WHAT YOU HAVE TO DO:
For each line of the data that includes the word "WHERE", copy the line.

SUPPLIED DATA:
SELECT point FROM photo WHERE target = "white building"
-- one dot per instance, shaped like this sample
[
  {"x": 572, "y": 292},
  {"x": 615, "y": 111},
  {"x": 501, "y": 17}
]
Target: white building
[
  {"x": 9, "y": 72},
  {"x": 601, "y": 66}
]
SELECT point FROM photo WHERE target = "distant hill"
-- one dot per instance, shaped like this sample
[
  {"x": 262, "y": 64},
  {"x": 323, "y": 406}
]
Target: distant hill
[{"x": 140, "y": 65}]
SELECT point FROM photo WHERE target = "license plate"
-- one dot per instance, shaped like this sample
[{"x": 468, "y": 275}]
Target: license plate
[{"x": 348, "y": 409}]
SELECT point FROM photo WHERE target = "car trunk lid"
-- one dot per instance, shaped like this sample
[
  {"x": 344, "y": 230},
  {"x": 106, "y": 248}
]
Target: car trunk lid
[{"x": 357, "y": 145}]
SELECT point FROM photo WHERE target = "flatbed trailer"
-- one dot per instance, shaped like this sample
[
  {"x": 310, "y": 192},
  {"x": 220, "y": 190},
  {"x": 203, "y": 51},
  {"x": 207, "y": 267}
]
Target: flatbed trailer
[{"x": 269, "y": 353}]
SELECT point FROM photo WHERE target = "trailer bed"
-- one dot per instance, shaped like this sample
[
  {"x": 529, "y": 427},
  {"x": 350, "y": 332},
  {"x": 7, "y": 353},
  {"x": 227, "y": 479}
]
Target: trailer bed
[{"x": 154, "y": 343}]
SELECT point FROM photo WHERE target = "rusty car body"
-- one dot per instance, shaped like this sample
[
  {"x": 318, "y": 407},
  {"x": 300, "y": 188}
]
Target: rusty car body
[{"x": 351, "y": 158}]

TASK RESULT:
SELECT point FROM photo WHERE target = "white building"
SELECT point FROM photo WHERE target = "distant hill"
SELECT point FROM photo WHERE target = "license plate"
SELECT point FROM photo WHERE target = "car trunk lid"
SELECT point FROM photo WHERE target = "flatbed trailer"
SELECT point FROM photo WHERE target = "trailer bed"
SELECT point FROM photo WHERE target = "rusty car body"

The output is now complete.